What to do: Show each line of the records below that contains the word "standing", matching case exactly.

(Rows from a dataset of box labels)
────────────────

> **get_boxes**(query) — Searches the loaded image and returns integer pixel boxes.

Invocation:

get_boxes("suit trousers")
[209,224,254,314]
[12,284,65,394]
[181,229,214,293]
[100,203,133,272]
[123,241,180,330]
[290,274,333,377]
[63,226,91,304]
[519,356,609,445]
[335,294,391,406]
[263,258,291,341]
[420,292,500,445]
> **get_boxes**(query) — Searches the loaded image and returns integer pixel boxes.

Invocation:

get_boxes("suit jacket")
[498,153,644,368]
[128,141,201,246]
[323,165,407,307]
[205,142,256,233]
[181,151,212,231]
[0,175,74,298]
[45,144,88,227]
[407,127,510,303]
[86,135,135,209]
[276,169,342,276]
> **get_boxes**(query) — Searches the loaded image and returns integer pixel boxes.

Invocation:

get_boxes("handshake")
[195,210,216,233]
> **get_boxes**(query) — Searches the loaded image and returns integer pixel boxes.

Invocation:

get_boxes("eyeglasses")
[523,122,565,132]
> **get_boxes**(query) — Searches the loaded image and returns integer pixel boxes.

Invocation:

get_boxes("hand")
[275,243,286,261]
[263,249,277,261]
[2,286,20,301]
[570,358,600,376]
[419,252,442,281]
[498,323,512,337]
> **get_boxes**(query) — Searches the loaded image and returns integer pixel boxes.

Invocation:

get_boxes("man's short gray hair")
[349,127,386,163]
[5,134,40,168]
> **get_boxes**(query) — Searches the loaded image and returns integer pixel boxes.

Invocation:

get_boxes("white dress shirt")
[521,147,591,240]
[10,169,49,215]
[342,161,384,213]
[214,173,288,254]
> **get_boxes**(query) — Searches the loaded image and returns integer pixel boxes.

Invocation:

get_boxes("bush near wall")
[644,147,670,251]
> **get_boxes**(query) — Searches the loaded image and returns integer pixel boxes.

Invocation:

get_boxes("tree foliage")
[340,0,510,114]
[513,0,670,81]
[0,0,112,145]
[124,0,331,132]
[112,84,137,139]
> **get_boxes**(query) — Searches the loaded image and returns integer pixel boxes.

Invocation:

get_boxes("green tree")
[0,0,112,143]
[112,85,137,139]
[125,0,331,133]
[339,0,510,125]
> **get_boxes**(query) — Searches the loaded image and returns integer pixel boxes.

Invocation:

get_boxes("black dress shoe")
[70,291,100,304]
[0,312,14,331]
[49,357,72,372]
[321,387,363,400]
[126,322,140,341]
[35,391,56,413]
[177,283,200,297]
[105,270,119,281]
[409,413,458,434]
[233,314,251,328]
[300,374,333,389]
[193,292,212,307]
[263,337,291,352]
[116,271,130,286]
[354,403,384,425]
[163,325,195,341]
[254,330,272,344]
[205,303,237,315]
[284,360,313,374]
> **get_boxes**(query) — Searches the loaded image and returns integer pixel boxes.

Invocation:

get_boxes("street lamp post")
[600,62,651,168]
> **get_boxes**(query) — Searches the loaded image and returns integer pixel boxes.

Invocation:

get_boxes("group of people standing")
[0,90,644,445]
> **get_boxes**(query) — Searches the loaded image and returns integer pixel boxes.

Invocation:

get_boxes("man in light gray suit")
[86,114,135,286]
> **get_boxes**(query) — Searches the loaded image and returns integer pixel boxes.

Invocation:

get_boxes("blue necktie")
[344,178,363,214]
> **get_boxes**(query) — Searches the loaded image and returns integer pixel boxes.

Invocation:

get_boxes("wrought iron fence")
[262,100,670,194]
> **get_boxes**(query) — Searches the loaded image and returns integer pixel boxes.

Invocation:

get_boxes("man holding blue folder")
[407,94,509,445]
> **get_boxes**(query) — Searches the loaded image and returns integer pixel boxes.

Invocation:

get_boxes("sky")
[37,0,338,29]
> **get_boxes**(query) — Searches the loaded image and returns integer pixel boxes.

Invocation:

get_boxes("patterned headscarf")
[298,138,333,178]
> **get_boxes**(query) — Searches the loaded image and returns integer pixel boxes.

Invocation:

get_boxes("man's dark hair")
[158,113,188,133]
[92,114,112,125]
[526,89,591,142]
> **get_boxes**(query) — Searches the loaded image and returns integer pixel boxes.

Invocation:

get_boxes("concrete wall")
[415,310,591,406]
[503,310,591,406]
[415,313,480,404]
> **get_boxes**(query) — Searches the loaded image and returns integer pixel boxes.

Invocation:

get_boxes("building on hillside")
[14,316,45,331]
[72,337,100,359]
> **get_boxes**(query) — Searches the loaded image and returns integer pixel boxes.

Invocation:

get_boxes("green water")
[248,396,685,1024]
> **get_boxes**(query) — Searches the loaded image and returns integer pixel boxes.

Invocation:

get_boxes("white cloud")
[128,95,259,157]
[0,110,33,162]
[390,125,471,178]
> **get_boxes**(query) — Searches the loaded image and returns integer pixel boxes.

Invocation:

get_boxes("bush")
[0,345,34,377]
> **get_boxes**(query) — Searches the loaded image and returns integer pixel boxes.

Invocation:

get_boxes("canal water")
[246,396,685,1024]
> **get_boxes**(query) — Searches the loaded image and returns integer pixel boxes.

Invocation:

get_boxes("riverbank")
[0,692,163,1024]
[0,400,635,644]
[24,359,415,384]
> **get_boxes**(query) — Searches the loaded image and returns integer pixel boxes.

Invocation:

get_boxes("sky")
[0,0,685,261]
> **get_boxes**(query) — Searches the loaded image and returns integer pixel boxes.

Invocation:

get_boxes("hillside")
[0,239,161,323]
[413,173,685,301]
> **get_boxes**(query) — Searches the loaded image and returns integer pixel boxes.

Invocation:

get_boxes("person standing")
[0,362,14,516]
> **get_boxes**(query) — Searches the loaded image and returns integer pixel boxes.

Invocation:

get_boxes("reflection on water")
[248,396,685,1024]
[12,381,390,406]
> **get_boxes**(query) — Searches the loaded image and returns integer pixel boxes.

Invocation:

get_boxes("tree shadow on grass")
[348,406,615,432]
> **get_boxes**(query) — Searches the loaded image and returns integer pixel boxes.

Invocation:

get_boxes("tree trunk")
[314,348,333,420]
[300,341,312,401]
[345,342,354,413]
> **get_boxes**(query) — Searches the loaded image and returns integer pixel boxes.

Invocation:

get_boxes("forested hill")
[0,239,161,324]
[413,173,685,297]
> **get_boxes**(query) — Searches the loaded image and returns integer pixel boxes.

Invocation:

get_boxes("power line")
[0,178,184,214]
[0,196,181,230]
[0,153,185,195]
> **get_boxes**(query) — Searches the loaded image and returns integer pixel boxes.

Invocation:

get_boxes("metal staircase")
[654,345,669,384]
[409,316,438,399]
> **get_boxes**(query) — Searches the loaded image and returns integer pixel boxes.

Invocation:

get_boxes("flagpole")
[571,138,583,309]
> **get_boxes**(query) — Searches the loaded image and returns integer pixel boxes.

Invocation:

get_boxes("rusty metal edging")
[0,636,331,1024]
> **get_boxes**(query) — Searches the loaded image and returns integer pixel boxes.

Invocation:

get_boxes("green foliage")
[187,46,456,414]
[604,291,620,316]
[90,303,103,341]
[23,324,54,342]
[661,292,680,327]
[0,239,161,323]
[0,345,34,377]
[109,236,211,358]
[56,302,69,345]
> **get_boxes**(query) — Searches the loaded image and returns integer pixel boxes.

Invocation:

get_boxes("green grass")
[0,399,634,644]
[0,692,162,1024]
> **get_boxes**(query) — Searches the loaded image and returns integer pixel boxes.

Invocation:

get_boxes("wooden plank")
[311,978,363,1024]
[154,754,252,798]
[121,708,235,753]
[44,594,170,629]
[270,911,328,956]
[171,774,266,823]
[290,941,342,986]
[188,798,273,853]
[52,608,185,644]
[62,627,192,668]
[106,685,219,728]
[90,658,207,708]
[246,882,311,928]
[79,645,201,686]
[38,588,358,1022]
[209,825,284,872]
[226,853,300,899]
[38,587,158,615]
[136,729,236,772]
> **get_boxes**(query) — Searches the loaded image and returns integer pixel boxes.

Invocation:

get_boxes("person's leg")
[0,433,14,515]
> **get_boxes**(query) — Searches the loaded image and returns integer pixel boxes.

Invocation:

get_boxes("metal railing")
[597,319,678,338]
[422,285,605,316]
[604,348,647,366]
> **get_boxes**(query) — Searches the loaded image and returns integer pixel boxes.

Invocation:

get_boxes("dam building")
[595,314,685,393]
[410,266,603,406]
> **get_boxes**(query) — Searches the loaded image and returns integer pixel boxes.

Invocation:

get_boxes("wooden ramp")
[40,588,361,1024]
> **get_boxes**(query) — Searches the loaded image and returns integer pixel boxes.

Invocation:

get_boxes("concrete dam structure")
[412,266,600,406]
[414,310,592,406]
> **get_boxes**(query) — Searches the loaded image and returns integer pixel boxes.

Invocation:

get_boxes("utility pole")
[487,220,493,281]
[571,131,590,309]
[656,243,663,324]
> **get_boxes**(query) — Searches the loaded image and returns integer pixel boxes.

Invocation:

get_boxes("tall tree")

────────────────

Response to the task:
get_boxes("group of people standing")
get_boxes("person standing")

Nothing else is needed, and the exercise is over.